## Extrait présenté
*-*-*

Quel est l’impact de ces déchets sur l’environnement ?

Le traitement et l’élimination des déchets liés aux soins peuvent entraîner indirectement des risques pour la santé, en raison du rejet d’agents pathogènes et de polluants toxiques dans l’environnement. S’il n’est pas bien réalisé, l’enfouissement des déchets peut contaminer l’eau de boisson. Les déchetteries mal conçues, mal gérées ou mal entretenues représentent un risque pour ceux qui y travaillent. L’incinération des déchets a été largement pratiquée, mais une incinération imparfaite ou l’incinération de matériaux inadaptés à ce mode d’élimination entraîne le rejet de polluants et de résidus de cendres dans l’atmosphère. L’incinération de matériaux contenant du chlore peut produire des dioxines et des furanes, cancérogènes pour l’homme et qui ont été associés à divers effets néfastes sur la santé. L’incinération des métaux lourds ou de matériaux contenant une grande quantité de métal (en particulier du plomb, du mercure ou du cadmium) peut entraîner le rejet de métaux toxiques dans l’environnement. Seuls les incinérateurs modernes atteignant une température comprise entre 850 et 1 100°C et équipés d’un dispositif d’épuration des gaz d’échappement sont conformes aux normes internationales relatives aux émissions de dioxines et de furanes.

Il existe, aujourd’hui, d’autres solutions telles que l’autoclavage, le traitement par micro-ondes ou le traitement par la vapeur associée au broyage interne et le traitement chimique.

Quels sont les risques sur la santé ?

Les déchets liés aux soins de santé constituent un réservoir de micro-organismes susceptibles d’infecter les patients hospitalisés, les personnels de santé et le grand public. Les autres risques infectieux potentiels sont notamment le rejet dans l’environnement de micro-organismes pharmaco-résistants présents dans les établissements de soins. Les déchets et les sous-produits peuvent également causer d’autres effets néfastes sur la santé. Par exemple, les brûlures par irradiation, les blessures causées par des objets pointus ou tranchants, l’intoxication et pollution dues au rejet de produits pharmaceutiques, en particulier d’antibiotiques et de médicaments cytotoxiques. Ils créent également la pollution des eaux usées, l’intoxication par ces eaux, intoxication et pollution par des éléments ou des composés toxiques tels que le mercure ou les dioxines libérées au cours d’une incinération. Il y a des risques liés aux objets pointus ou tranchants. On estime que des millions d’injections sont pratiquées chaque année au Sénégal. Toutes les aiguilles et les seringues ne sont pas correctement évacuées. Ce qui crée un risque de blessure et d’infection, et il existe un risque de réutilisation du matériel. Le nombre d’injections pratiquées avec des aiguilles et des seringues contaminées a considérablement baissé dans les pays à revenu faible ou intermédiaire, ces dernières années, en partie grâce aux efforts déployés pour réduire la réutilisation de matériels d’injection.

*-*-*

## Contenu des données
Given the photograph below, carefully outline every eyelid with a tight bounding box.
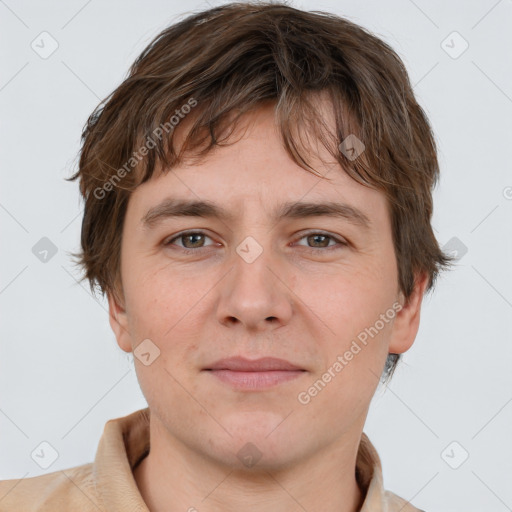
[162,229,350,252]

*-*-*

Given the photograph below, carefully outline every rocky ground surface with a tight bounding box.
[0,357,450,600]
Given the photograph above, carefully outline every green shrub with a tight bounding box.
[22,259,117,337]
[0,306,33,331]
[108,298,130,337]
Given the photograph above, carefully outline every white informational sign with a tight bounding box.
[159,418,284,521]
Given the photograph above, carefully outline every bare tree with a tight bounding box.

*-*-*

## Série de tâches
#1 Les affirmations suivantes concordent-elles avec l'extrait présenté ? (a) Seuls les incinérateurs modernes atteignant entre 850 et 1 100 °C et équipés d'un dispositif d'épuration des gaz d'échappement respectent les normes internationales sur les émissions de dioxines et de furanes. (b) Le nombre d'injections faites avec des aiguilles et des seringues contaminées a augmenté ces dernières années dans les pays à revenu faible ou intermédiaire. (c) L'incinération de matériaux contenant du chlore peut produire des dioxines et des furanes. Répondez par oui ou par non, en citant pour chacune les mots décisifs de l'extrait.
#2 Mettez à jour l'extrait présenté en recopiant le passage situé entre « Il existe, aujourd’hui, d’autres » et « sur la santé ? », bornes incluses. Remplacez-y « micro-ondes » par « rayonnement infrarouge ».

## Réponses aux tâches
#1
(a) Oui : « Seuls les incinérateurs modernes atteignant une température comprise entre 850 et 1 100°C et équipés d’un dispositif d’épuration des gaz d’échappement sont conformes aux normes internationales relatives aux émissions de dioxines et de furanes. »
(b) Non : « Le nombre d’injections pratiquées avec des aiguilles et des seringues contaminées a considérablement baissé dans les pays à revenu faible ou intermédiaire, ces dernières années »
(c) Oui : « L’incinération de matériaux contenant du chlore peut produire des dioxines et des furanes »

#2
Il existe, aujourd’hui, d’autres solutions telles que l’autoclavage, le traitement par rayonnement infrarouge ou le traitement par la vapeur associée au broyage interne et le traitement chimique.

Quels sont les risques sur la santé ?